LISTING

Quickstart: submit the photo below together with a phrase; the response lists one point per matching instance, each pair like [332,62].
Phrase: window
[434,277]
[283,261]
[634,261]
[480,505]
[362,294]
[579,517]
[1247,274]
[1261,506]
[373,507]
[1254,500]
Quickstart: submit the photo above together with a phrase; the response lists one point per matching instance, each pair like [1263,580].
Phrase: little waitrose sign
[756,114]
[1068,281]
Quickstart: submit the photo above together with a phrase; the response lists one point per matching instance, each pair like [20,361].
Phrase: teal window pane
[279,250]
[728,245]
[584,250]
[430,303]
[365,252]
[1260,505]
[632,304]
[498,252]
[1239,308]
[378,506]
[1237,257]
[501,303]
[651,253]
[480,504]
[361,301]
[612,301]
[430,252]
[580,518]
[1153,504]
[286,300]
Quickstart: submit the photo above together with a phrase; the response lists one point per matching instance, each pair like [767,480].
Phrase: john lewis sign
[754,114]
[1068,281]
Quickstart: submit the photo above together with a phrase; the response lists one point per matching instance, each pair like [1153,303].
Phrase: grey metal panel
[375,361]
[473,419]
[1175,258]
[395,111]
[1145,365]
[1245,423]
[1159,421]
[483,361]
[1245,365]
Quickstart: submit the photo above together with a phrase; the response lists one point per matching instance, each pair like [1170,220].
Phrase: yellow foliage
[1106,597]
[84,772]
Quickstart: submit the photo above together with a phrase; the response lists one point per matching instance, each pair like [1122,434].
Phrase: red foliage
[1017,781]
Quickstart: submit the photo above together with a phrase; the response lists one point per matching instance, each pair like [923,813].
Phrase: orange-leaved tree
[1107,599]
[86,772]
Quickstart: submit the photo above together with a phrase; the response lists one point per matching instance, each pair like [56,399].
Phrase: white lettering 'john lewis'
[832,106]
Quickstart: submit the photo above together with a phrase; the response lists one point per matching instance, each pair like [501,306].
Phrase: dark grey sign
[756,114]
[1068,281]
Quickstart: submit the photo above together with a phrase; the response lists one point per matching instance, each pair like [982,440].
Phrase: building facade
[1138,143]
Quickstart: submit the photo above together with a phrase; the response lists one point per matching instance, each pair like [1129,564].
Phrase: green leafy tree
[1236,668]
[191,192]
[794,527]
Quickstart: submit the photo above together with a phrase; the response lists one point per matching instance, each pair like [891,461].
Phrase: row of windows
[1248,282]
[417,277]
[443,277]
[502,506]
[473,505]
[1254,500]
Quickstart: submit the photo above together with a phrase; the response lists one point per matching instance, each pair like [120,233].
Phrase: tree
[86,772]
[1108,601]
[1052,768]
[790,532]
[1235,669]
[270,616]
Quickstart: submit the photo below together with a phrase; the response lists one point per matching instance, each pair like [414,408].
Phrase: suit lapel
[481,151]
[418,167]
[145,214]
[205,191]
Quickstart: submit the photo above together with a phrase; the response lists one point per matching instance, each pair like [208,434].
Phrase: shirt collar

WRITTEN PROBLEM
Your task is to transcribe the listing above in full, exactly as given.

RESPONSE TO THIS TASK
Quickstart: submit the photo below together with a phrase; the response lists one point per matching instance, each pair like [332,62].
Phrase: window
[434,277]
[283,261]
[634,261]
[480,505]
[362,294]
[579,517]
[1247,274]
[1261,506]
[373,507]
[1254,500]
Quickstart: submit the photo above together with a phrase; the response lists one point per matching instance, each pair like [1263,580].
Phrase: little waitrose sign
[756,114]
[1068,281]
Quickstart: submit the photo above together with a phrase; the response lists one point per matching instance, each pair like [20,361].
Phrase: teal window pane
[279,250]
[728,245]
[584,250]
[430,303]
[365,252]
[1260,505]
[632,304]
[498,252]
[1239,308]
[378,506]
[1237,257]
[501,303]
[651,253]
[480,504]
[361,301]
[612,301]
[430,252]
[580,518]
[1153,504]
[286,300]
Quickstart: submit the photo above together with a phrase; the response lists one point per matching instance, each pair like [767,480].
Phrase: john lewis sign
[754,114]
[1068,281]
Quickstart: submit the photo above together with a phrase; the response lists one point per matching instance, each pair like [1153,303].
Phrase: grey metal panel
[375,361]
[473,419]
[1175,258]
[395,111]
[1145,365]
[1245,423]
[1159,421]
[483,361]
[1245,365]
Quickstart: submit the photo above together with a phrase; the response lists one point per matching instance, each pair like [1170,220].
Phrase: yellow foliage
[1106,597]
[84,772]
Quickstart: submit the photo above together with a phrase; the response lists one point per matching instance, each pair like [1122,434].
Phrase: red foliage
[1017,781]
Quickstart: submit the photo above together with a phrase; the response lists one point per matching instance, each pair like [923,813].
Phrase: orange-leaved tree
[1107,599]
[86,772]
Quickstart: submit the photo above together with a phrase; the response lists one point per matching instance, each pair like [56,399].
Phrase: white lettering 'john lewis'
[832,106]
Quickstart: submit the photo above together with a phrase; the response lists one point per matching instance, each pair like [501,306].
Phrase: dark grey sign
[756,114]
[1068,281]
Quickstart: submit the photo above together with a phrase; the response lists one point per matching instance, each pair like [982,440].
Phrase: building facade
[1138,143]
Quickstart: submit the photo above together with a phrase; the response lists one point per matching instance, each pair like [1129,564].
Phrase: green leafy tree
[1236,668]
[191,192]
[794,527]
Quickstart: submit the photo above together with a phrase; the response lists one point per matching instance, each pair like [891,461].
Phrase: row of windows
[1248,282]
[417,277]
[443,277]
[502,506]
[473,505]
[1254,500]
Quickstart: submit the photo above together with a phrase; the response lists one point per matching instance, each pair like [120,233].
Phrase: tree
[86,772]
[1108,601]
[1052,768]
[790,532]
[1235,669]
[270,616]
Quickstart: submit the photo below together with a phrase; the response lists one point per matching instance, each pair like [414,408].
Phrase: suit lapel
[481,151]
[418,167]
[145,214]
[205,191]
Quickstart: submit the photo above together with a phrase; the response lists one point per matching instance, each pair like [208,434].
Phrase: shirt collar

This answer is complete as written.